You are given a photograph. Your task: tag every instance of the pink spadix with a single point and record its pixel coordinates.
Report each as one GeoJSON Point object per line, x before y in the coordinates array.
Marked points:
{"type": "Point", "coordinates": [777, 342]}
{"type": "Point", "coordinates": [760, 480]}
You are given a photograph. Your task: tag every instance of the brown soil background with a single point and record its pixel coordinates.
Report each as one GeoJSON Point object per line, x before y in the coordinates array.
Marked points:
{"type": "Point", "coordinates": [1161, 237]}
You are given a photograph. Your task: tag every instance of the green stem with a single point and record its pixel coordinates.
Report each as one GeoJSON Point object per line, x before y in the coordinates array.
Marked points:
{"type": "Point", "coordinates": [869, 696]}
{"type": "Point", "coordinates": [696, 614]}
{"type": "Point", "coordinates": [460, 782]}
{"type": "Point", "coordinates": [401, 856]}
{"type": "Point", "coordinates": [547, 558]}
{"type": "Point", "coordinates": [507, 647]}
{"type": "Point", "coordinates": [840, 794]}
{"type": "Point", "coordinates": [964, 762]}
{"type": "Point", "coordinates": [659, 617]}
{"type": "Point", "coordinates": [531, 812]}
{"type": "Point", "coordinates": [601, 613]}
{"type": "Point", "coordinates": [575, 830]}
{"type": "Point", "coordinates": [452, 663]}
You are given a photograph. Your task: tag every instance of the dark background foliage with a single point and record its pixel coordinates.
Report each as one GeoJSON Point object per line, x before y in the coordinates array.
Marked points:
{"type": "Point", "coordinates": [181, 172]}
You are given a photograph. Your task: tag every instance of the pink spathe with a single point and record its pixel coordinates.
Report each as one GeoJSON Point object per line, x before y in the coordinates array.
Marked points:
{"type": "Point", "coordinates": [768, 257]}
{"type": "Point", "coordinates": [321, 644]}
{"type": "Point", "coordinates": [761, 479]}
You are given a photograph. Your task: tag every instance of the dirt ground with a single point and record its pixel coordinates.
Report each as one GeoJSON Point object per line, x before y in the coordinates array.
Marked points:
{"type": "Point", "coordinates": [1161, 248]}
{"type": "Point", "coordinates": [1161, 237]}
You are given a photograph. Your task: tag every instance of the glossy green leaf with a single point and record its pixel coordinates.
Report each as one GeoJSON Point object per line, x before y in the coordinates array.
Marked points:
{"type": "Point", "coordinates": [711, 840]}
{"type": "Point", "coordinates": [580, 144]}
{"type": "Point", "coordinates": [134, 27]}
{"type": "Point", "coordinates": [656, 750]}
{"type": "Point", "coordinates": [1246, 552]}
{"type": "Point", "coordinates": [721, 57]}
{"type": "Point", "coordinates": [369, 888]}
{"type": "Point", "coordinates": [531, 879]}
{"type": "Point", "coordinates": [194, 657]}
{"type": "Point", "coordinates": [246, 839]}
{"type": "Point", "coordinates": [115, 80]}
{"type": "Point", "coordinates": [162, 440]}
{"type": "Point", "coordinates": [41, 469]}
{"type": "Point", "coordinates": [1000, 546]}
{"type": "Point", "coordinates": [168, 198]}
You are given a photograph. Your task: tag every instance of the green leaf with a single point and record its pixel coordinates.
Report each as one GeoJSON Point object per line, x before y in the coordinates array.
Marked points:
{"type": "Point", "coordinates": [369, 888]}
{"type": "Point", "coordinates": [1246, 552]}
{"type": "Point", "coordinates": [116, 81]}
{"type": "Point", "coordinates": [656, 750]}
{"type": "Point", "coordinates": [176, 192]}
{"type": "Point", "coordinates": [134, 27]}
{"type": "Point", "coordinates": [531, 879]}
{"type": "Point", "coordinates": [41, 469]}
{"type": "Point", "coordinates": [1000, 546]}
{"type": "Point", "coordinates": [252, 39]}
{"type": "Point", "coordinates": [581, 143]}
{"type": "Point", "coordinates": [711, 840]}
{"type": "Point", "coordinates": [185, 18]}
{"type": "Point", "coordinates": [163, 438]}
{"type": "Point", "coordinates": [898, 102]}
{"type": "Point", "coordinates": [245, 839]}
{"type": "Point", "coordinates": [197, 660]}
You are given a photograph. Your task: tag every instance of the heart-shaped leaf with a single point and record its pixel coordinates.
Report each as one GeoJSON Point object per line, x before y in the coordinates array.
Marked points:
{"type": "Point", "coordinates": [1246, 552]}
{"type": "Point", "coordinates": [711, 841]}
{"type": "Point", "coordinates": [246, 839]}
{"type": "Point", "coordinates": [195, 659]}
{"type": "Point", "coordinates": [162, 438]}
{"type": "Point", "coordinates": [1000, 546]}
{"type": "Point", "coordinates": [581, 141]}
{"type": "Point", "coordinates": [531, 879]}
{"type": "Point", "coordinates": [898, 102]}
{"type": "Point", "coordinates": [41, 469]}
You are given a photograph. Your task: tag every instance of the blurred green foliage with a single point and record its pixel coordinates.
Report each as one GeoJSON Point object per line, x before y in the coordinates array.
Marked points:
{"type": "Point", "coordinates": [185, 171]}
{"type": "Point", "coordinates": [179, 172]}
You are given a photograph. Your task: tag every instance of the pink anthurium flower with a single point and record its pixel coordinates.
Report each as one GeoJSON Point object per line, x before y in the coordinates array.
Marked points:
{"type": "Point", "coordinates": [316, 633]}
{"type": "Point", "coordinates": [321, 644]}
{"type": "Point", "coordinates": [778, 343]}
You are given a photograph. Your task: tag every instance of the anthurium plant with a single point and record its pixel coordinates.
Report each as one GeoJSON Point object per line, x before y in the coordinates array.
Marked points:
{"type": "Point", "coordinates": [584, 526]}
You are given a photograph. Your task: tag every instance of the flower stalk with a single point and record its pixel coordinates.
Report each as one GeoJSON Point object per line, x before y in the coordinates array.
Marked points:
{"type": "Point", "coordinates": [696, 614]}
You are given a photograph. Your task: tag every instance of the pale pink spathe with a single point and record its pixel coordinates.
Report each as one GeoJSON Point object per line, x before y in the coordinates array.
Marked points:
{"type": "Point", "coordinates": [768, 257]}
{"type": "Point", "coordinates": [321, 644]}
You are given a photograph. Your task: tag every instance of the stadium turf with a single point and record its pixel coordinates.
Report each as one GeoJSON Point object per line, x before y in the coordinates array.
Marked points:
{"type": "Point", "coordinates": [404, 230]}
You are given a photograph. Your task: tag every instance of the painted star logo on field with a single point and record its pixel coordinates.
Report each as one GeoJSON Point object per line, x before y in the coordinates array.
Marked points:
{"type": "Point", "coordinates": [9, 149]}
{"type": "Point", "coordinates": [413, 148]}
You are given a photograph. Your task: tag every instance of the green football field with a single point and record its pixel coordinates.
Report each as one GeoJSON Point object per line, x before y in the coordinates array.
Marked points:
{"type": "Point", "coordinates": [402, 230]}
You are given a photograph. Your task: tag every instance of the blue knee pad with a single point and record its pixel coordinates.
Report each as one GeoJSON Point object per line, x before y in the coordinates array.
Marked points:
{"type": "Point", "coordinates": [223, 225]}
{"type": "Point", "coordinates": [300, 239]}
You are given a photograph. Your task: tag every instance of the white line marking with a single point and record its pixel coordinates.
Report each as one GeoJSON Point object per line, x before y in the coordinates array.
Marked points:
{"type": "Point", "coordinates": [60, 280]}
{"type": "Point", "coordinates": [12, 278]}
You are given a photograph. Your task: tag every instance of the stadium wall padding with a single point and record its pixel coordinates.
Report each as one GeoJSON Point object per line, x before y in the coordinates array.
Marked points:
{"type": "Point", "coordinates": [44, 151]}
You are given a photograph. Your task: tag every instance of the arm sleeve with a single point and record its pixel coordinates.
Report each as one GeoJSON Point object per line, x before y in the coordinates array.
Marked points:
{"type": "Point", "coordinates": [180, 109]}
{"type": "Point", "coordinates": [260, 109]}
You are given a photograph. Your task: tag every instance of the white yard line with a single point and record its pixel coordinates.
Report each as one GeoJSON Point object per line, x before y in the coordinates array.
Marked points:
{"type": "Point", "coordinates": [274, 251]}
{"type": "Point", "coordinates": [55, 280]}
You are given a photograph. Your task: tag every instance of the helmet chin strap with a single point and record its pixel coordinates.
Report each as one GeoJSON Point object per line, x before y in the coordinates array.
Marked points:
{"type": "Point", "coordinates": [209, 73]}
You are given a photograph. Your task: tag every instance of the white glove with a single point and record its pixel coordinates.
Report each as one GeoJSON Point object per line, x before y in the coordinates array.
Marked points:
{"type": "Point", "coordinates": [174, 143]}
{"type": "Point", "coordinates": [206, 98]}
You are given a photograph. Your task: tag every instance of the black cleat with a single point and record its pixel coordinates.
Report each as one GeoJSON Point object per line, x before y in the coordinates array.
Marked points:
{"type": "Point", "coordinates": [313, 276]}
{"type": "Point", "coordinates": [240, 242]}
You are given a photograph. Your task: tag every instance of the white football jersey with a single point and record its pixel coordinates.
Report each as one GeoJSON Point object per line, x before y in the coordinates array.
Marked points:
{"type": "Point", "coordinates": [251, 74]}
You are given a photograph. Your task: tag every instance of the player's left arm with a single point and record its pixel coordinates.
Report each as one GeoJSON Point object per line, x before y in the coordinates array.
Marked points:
___
■ Exercise
Take the line holding "of the helmet" and all lines after it through the end of the data, and set them down exactly.

■ Exercise answer
You are given a photograph. Your task: tag every instance of the helmet chin strap with a single point and record its pixel coordinates.
Report each as one GeoJSON Point object per line, x before y in the coordinates array.
Marked points:
{"type": "Point", "coordinates": [209, 73]}
You are given a photograph. Your task: tag every instance of the white glove with a single point and record its pixel coordinates.
Report each as one GeoJSON Point object per line, x before y in the coordinates array.
Marked points:
{"type": "Point", "coordinates": [174, 143]}
{"type": "Point", "coordinates": [206, 98]}
You are given a photograph. Your task: tag every instance of the black cleat with a single point and record its pixel coordinates.
Report each as one GeoJSON Point object per line, x before y in the coordinates array.
Marked points:
{"type": "Point", "coordinates": [313, 276]}
{"type": "Point", "coordinates": [240, 242]}
You are given a photograph. Your task: tag every instance of the white football jersey with a single point and record its pixel coordinates.
Report each as one GeoJSON Point object per line, x before y in the coordinates array.
Marked points:
{"type": "Point", "coordinates": [251, 74]}
You are given a photograph. Your task: tag every instance of the player's left arm with a single point and record its pixel coordinates.
Report each as one GeoJSON Point object per line, x before y in the coordinates array.
Marked points:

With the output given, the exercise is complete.